--- Text segment Enclosed Below ---
This year’s Disability Equality Index presents a notable upward trend: 126 companies reported having a senior executive that is known internally as being a person with a disability. This is up from 99 execs in the 2021 Disability Equality Index.
In partnership with the American Association of People with Disabilities, an equity and belonging organization, Disability:IN published the directory on July 19.
Similar to the Racial Equity Index and Human Rights Campaign’s Corporate Equality Index, Disability:IN ranks and catalogs corporate companies by their inclusion efforts. Featured companies included Amazon for its supplier diversity program, Intuit for its rollout of a QuickBooks ASL integration and Sephora for its All Abilities Hiring Initiative.
Beyond the C-suite, many companies reported top-down disability inclusion measures: half of participating companies reported they are investing in digital accessibility technology, 60% reported external hiring goals related to workers with disabilities and 96% of respondents said they offer flexible work options.
Ted Kennedy, Jr., AAPD board member and index co-chair, called disability inclusion the “new frontier” of corporate social responsibility. “To prepare for the future and create sustainable businesses, companies must engage their stakeholders with disabilities and weave disability inclusion into everything they do,” Kennedy said in a press release.
--- End of Enclosed Text segment ---
Brief A: In the article on the Disability Equality Index, reproduce word for word the passage from "This year’s Disability" up to and including "Disability Equality Index.".
Brief B: List the companies that the article on the Disability Equality Index names as featured.
Brief C: Write a continuation of the article on the Disability Equality Index, starting after its final sentence.
--- Data supplied Enclosed Below ---
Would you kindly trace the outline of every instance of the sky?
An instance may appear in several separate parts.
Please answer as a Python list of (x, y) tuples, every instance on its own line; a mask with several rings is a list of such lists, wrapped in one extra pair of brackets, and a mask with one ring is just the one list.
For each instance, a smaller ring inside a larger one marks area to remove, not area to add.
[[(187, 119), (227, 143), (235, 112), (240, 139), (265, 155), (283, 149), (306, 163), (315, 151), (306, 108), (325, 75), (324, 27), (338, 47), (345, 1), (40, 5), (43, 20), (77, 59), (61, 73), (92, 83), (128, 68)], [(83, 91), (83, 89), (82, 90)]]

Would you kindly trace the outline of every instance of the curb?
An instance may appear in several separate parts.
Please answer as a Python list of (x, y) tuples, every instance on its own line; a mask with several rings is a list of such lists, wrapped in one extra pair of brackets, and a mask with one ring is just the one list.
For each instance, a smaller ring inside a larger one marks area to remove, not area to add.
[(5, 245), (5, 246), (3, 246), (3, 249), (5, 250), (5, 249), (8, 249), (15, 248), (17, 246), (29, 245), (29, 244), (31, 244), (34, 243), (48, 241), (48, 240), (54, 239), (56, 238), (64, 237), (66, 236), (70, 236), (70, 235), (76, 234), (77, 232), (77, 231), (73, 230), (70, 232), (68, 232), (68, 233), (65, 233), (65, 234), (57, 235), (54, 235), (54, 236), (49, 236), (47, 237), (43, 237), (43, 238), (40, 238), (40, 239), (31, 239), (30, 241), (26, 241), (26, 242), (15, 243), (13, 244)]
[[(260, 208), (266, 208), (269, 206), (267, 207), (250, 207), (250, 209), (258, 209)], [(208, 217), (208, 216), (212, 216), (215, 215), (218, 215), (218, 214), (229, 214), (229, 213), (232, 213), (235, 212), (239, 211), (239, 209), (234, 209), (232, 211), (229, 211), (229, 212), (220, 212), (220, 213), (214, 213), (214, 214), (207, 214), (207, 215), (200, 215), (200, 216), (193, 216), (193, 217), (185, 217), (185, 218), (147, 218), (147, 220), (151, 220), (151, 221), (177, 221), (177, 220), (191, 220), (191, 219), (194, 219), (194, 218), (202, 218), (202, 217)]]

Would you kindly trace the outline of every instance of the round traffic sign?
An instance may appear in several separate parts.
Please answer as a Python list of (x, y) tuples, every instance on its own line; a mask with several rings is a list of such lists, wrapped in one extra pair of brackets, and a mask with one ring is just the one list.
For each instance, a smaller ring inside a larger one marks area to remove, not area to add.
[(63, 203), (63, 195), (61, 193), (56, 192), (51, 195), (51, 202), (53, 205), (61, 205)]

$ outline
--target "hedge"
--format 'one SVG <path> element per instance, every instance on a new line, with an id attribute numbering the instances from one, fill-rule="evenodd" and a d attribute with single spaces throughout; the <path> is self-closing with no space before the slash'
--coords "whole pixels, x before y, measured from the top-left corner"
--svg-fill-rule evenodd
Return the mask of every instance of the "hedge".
--- End of Enclosed Data supplied ---
Task result A:
This year’s Disability Equality Index presents a notable upward trend: 126 companies reported having a senior executive that is known internally as being a person with a disability. This is up from 99 execs in the 2021 Disability Equality Index.

Task result B:
Amazon
Intuit
Sephora

Task result C:
A recurring theme and call to action throughout Disability:IN’s report is the integration of Fortune’s top-ranked companies. Sixty-nine Fortune 100 companies participated in the report, up from 67 and 59 in the previous two years. As HR Dive noted earlier this month, as of at least July 2022, all Fortune 100 companies have DEI commitments.
In the 2022 report, Disability:IN observed that a “silver lining” of the pandemic was “broader social discourse about mental health and emotional well-being.” Even workers without disabilities gained greater awareness of how “ordinary work interactions can tax their physical well-being and mental health, highlighting the ways traditional working conditions have perpetuated inequity for people with disabilities for decades.”
In turn, employers have recognized that wellness resources are a form of disability affirmation, the organization wrote, and a method of proffering accessibility.